→ PROBLEM DETAILS:
An exact copy of all the data below is needed, without its pictures.

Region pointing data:
Segment Open
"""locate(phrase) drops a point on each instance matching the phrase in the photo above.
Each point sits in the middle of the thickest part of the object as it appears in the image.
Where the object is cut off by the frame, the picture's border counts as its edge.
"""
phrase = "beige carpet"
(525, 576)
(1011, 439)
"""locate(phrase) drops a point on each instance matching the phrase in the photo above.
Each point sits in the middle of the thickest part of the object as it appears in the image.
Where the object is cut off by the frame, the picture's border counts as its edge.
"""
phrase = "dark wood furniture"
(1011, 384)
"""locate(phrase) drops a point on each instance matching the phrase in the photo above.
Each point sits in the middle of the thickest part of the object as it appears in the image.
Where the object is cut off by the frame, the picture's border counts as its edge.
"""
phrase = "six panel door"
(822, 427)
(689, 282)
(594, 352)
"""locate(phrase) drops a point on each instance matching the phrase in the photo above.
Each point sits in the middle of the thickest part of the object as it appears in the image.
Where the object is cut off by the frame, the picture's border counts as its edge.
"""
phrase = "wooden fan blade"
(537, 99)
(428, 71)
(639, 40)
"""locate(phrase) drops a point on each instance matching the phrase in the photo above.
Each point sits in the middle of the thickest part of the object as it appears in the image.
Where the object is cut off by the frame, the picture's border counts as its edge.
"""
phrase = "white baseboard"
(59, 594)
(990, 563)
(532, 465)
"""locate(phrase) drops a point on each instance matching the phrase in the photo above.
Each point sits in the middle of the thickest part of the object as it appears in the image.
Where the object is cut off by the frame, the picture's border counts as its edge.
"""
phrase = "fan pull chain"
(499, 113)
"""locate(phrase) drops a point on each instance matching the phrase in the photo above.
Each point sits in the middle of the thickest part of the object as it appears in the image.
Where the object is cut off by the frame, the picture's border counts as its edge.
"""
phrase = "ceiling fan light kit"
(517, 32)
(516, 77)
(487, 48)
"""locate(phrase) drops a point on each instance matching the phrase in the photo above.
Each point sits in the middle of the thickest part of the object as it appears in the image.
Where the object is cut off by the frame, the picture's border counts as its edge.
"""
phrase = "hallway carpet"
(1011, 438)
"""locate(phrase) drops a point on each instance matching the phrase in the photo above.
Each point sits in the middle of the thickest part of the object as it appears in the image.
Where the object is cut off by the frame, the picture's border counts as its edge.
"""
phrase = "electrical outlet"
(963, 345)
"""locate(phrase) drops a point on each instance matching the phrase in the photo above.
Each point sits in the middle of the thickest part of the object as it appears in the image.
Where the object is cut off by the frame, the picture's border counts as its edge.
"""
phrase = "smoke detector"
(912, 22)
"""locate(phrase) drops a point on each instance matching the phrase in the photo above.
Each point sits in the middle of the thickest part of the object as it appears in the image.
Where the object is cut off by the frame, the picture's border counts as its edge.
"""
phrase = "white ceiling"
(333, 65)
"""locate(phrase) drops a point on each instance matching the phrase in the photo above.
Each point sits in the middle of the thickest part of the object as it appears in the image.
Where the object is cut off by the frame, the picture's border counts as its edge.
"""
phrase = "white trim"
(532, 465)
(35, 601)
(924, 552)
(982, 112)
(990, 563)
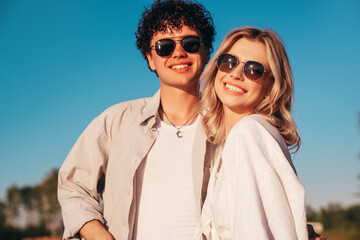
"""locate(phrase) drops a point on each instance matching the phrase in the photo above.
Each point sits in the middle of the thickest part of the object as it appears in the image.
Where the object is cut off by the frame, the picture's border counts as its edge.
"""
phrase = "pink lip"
(181, 69)
(232, 92)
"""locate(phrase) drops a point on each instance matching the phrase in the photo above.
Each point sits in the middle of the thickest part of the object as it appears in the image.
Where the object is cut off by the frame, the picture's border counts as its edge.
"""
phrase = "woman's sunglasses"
(252, 70)
(165, 47)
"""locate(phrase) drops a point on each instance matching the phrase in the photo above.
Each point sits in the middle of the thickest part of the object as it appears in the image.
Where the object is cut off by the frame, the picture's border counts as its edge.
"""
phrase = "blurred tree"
(33, 209)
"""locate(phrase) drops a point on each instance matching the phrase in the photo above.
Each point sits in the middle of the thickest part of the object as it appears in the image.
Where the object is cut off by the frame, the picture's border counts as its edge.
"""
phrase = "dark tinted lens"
(253, 70)
(226, 62)
(164, 47)
(191, 44)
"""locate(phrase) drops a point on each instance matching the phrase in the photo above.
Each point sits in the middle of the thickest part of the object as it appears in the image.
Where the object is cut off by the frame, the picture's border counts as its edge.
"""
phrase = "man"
(147, 159)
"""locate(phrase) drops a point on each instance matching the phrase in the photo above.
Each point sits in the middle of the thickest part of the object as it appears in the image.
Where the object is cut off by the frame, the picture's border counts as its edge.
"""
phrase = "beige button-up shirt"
(104, 160)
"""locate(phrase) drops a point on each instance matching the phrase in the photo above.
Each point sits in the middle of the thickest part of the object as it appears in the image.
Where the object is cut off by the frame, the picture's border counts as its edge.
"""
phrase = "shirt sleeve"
(266, 199)
(81, 179)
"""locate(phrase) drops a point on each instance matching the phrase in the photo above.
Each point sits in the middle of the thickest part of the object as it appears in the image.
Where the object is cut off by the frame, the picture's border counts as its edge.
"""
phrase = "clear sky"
(63, 62)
Segment Closed
→ RESPONSE:
"""locate(phrase) drops a point on each instance matching the phrase in the photo above.
Each point sits in the middle of the thickest part of the object as it appears in the image.
Where the object is cut off by the frame, the picture's border counts as its edge.
"""
phrase = "beige carpet"
(525, 576)
(1011, 439)
"""locate(phrase) drops a point on each instance matching the phrase in the photo above.
Each point sits in the middle of the thickest part of the object as it appears in the image.
Where the object is cut off by the frame, the picture's border counts as its edge.
"""
phrase = "dark wood furniture"
(1011, 384)
"""locate(phrase) drops a point on each instance matching the phrase in the photo above.
Each point sits in the middle of the thickest part of the object as it appears in the image.
Where the object is cut off by the frame, the picture's border counts as its edge.
"""
phrase = "six panel door"
(822, 427)
(689, 282)
(594, 352)
"""locate(phrase) drops a point on each instance matching the phrase in the photo above.
Each point sits in the middle of the thickest part of the object as it appears in the image.
Where the object is cut off by the frame, the picture's border counts as its edge.
"""
phrase = "wooden fan blade"
(537, 99)
(428, 71)
(639, 40)
"""locate(phrase) drops a point on each instance matching the phrase in the photo above.
Each point sits in the middle of the thickest part of the object as it appears in the image.
Where the object is cut off by the frame, the picture's border counts as its edge.
"""
phrase = "white baseboard"
(59, 594)
(990, 563)
(532, 465)
"""locate(phrase) drops a point on each instance matching the phrase in the photo above.
Each point sits in the middle of the thickest part of the object as it appears in the image.
Where the object is cut off by the frame, the picture's border counts as its edge.
"""
phrase = "fan pull chain"
(499, 113)
"""locate(phrase) drops a point on each instance matching the phrase in the photo above.
Each point sits in the middle of the thickest part of the object as it appears in the image.
Where the object is cut off by the frame, the picture's border counts as its edge.
"""
phrase = "ceiling fan light kit"
(517, 32)
(516, 77)
(487, 48)
"""locate(phrase) drops a point on each instance matching the phrase in the photo above.
Each point sits in the middle of the thickest part of the object as it appears in the image.
Where the object is cut off by the frame, the picture's border counts as its edge.
"""
phrase = "hallway carpet"
(1011, 438)
"""locate(phrase) drops a point on each instance matching the phrase in the photo above.
Each point sits in the middle of the thickest part of the object as it appears in the image.
Where the object is cut off by the frame, the picture's border counts as its edge.
"""
phrase = "electrical outlet"
(963, 345)
"""locate(phrase) drops a point on each instance matching the phrase in the photo above.
Each point sits in the middle of the thickest part of the object as it appears in the image.
Where the object is cut off by the frame, the picture's border counts as its edge.
"""
phrase = "smoke detector"
(912, 22)
"""locate(phrase) drops a point on each instance matching the phrase in the photo above.
Each point sits in the middle of the thickest part of the object as it appears in the image.
Where the object is cut off by the frame, the picture's border counts as its edge.
"""
phrase = "white ceiling"
(333, 65)
"""locate(phrase) drops a point on each instance matching the phrase in the photo above.
Each point sits in the middle of the thickest part of the object as it appears in the image.
Where the object is cut off by the frame, the picture's border counts as its edge.
"""
phrase = "white trim"
(532, 465)
(35, 601)
(924, 552)
(982, 112)
(990, 563)
"""locate(phrase) drops a point on each instance matching the phrase in the photo above.
Each point sits in the middle of the thickest part of the object as it appears in the image.
Where the object is cut off by the frame, the picture's border counts as its edge.
"""
phrase = "pink lip"
(181, 69)
(232, 92)
"""locate(phrase) drops a point on each instance matching the phrase in the photo above.
Each point sits in the middle of the thickest part of the object as it appears in the image.
Where the object is cut off by the frame, the picture's border counts as its edge.
"""
phrase = "woman's sunglasses"
(252, 70)
(165, 47)
"""locate(phrase) drops a point on each instance matching the phrase in the photo above.
Each point sits in the middle of the thickest part of the object as it appears in the image.
Where the object is cut off by the frame, the picture's border counts as its edge.
"""
phrase = "blurred tree"
(33, 209)
"""locate(phrase) drops a point on each instance matching the phrase in the photo above.
Each point sits in the middle of the thickest part of the object as it appears in the image.
Where the object is cut off by the frame, the picture's border counts as its edge.
"""
phrase = "dark tinted lens"
(253, 70)
(226, 62)
(164, 47)
(191, 44)
"""locate(phrase) drops a point on each instance matching the phrase in the photo above.
Each point sits in the middle of the thickest part of the object as it appears in the image.
Where the object is cut off by the frame, the picture's border counts as its edge.
"""
phrase = "man"
(147, 159)
"""locate(phrase) drops a point on each instance matching the phrase in the photo above.
Each point sits in the middle of the thickest part of the object as it appears in the image.
Where the object is cut off by the frame, the picture's border counts as its edge.
"""
phrase = "beige button-up shirt"
(104, 160)
"""locate(phrase) drops a point on each instance matching the phrase in the photo above.
Each point sits in the middle of the thickest part of the object as it appears in the image.
Where the object is cut off by the frame, the picture's border counts as its edge.
"""
phrase = "shirt sleeve"
(266, 199)
(81, 179)
"""locate(phrase) drops a point on each instance matching the phrase in the photo above.
Each point sits in the middle of the thickest part of the object as it appears in the image.
Where the object is cut off by the frame, the picture's border counts as its edge.
"""
phrase = "clear sky"
(63, 62)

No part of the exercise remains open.